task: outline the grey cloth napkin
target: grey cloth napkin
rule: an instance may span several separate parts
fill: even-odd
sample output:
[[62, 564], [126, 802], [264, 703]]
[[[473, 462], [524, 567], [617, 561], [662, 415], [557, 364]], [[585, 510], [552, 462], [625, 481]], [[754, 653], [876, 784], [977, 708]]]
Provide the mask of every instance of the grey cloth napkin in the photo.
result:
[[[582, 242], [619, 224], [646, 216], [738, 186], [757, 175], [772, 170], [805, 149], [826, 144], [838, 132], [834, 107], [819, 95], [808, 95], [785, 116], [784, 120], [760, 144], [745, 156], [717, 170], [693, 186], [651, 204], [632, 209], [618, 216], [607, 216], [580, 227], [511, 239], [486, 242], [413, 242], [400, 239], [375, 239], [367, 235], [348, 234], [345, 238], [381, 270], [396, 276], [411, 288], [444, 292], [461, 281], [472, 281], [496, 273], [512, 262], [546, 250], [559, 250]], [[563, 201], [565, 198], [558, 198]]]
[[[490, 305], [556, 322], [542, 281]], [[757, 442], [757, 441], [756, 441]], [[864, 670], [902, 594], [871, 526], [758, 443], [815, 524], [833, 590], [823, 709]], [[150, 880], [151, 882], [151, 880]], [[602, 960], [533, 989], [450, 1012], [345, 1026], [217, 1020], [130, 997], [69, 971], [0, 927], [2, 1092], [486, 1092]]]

------------------------------------------------------------

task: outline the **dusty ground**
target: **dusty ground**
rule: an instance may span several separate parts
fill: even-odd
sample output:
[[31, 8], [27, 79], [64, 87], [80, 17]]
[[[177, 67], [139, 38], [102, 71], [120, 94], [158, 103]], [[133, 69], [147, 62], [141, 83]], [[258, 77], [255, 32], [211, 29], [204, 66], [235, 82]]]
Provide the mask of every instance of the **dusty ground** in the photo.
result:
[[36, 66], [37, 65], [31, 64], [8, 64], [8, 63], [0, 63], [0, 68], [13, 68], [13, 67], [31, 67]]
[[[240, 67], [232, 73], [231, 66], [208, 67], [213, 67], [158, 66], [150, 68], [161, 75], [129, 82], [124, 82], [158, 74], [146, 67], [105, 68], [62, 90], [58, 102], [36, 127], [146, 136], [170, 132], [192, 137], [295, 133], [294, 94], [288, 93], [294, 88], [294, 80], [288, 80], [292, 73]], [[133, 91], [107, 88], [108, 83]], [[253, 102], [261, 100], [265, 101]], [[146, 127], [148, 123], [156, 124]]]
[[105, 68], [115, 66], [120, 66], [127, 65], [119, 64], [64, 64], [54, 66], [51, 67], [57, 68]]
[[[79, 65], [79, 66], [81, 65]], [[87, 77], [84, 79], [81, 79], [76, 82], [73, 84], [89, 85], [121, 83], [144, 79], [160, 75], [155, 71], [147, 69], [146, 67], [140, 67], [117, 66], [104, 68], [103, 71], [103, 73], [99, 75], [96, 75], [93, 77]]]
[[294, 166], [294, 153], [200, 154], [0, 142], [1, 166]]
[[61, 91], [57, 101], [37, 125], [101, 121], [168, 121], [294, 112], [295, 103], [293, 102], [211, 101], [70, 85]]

------------------------------------------------------------

## WRITTEN REQUEST
State how many lines in the rows above contain the word "ground". Give only the number.

## SOLUTION
3